**Consigne:**
Rédigez la suite du texte sur les politiques d'austérité à partir de sa dernière phrase.
---------- Extrait du texte ----------
Qu’est-ce qu’une politique d’austérité ? 

Une politique d’austérité est une politique économique qui vise à atteindre l’équilibre budgétaire à l’aide de réductions des dépenses publiques et d’augmentations d’impôts. 

Les politiques d’austérité, qui s’opposent aux politiques keynésiennes, ont souvent été appliquées ces dernières années face à la crise des dettes souveraines et leur efficacité provoque de vifs débats en sciences économiques. 

Pourquoi mettre en place des politiques d’austérité ?

Un État doit assumer un grand nombre de services publics sur le territoire qu’il administre. Or, toutes ces interventions ont un coût. Si l’État a des revenus (en majorité issus des impôts), il n’est pas rare que le montant de ses dépenses dépasse le montant de ses revenus et que celui-ci soit en situation de déficit budgétaire.

L’État doit donc gérer un budget ; comme vous et moi. En cas de déficit budgétaire, un État doit trouver des fonds, ce qu’il fait généralement en s’endettant. L’État français, par exemple, émet chaque année plusieurs milliards d’euros d’obligations sous forme de bons du Trésor ou d’OAT qu’il devra rembourser à court ou long terme.

De part sa capacité à lever des impôts, un État peut normalement s’endetter sans trop de difficultés. Mais les problèmes arrivent lorsque cet endettement devient trop important. Une dette trop importante peut ne plus être soutenable ; raison pour laquelle le niveau d’endettement est très suivi, notamment rapporté au Produit Intérieur Brut (PIB).

Si des prêteurs jugent qu’un État peut ne pas rembourser sa dette alors ils imposeront un taux d’intérêt plus élevé pour compenser ce risque, ou pire, ils refuseront de le lui prêter.

➡️ Dans ces conditions il y a peu d’alternatives : il est souvent nécessaire de mettre en oeuvre une politique d’austérité !

Selon la théorie quantitative de la monnaie, plusieurs économistes pensent que la création monétaire (ce qui pourrait être vue comme l’inverse d’une politique d’austérité) entraîne mécaniquement une hausse de l’inflation, sans impact positif sur la production.

Comment l’État peut-il gérer son endettement ? 

Pour réduire son déficit public et son niveau d’endettement, un État peut actionner trois leviers :

  • L’inflation : une politique monétaire laxiste sera inflationniste, ce qui augmentera les recettes de l’État. En effet, le montant d’un impôt est souvent proportionnel aux prix (comme la TVA) ou aux salaires (comme l’impôt sur le revenu). Donc, en cas d’inflation les recettes de l’État augmentent. Mais tout le monde n’est pas également impacté par cet impôt déguisé : cela profite aux créditeurs au détriment des épargnants.
---------- Données fournies ----------
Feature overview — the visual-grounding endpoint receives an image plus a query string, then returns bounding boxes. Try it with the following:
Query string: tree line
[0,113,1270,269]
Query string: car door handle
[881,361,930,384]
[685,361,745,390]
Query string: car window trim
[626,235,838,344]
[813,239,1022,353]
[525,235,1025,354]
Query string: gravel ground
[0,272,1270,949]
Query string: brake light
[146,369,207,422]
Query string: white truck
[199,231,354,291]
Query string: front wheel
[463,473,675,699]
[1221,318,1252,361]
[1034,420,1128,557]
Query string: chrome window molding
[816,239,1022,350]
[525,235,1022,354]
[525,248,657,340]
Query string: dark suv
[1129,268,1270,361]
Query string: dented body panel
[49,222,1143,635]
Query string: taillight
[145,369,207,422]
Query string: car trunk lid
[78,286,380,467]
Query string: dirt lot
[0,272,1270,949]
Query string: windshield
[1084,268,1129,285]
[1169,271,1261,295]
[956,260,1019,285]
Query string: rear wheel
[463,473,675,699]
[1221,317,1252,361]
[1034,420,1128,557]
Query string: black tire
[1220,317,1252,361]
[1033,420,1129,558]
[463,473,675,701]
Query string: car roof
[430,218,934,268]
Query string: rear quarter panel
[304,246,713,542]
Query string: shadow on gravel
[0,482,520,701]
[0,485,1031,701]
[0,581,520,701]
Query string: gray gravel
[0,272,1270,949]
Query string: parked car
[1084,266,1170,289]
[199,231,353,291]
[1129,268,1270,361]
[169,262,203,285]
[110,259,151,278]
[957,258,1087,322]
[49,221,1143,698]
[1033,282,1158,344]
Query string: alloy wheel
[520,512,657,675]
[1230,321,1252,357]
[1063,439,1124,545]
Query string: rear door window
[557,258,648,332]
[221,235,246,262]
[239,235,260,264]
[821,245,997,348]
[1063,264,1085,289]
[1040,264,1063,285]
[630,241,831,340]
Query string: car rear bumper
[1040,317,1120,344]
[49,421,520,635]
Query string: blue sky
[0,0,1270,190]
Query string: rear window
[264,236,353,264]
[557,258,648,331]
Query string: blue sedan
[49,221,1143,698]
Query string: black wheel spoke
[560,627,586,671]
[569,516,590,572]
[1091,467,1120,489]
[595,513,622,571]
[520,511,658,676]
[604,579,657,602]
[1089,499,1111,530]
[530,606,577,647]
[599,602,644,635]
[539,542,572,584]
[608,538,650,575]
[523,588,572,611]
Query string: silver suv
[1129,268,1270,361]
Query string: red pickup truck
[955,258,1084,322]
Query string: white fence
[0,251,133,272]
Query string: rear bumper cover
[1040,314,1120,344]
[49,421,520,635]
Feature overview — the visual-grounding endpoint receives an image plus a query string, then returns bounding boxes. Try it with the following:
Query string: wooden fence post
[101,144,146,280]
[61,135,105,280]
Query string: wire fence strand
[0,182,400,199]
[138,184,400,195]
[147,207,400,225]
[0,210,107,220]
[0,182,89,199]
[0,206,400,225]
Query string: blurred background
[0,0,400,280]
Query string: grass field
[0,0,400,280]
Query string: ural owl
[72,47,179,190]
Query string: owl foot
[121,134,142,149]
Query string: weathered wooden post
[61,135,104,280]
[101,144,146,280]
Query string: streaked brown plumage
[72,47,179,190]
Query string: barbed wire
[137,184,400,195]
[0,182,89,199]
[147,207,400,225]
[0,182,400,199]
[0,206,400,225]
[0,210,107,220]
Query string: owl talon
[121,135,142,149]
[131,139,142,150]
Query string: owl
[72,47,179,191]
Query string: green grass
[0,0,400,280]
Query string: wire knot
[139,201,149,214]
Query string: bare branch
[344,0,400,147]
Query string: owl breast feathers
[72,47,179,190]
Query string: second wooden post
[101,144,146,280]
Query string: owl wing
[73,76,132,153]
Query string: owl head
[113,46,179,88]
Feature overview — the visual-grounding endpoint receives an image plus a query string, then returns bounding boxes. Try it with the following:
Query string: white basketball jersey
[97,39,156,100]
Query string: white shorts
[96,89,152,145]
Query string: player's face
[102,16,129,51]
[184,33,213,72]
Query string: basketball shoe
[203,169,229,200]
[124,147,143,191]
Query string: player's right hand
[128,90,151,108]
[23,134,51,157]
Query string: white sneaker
----------
**Réponse à la consigne:**
  • Le défaut de paiement : c’est le pire cas de figure. Le défaut de paiement, c’est le fait de ne plus pouvoir payer ce que l’on doit à ses créanciers. En cas de défaut de paiement, plus personne ne voudra financer l’État et celui-ci ne peut tout simplement plus assurer certaines de ses missions. Il ne peut alors obtenir des fonds qu’auprès de certaines institutions internationales (le FMI par exemple) en échange de la mise en place de politiques structurelles et perd donc une partie de sa souveraineté économique, ce qui explique pourquoi cette situation est souvent la pire.
  • L’action sur le solde budgétaire : c’est là que rentrent en jeu les politiques d’austérité. On cherche à rééquilibrer le budget par une réduction des dépenses publiques combinées à une augmentation des impôts.

Les politiques d’austérité et le débat sur le rôle de l’État

Les politiques d'austérité

Les politiques d’austérité posent la question du rôle de l’État : elle acte un recul de ses investissements et de son périmètre d’intervention ou, au contraire, une augmentation de l’impôt. Et le débat est loin d’être clos.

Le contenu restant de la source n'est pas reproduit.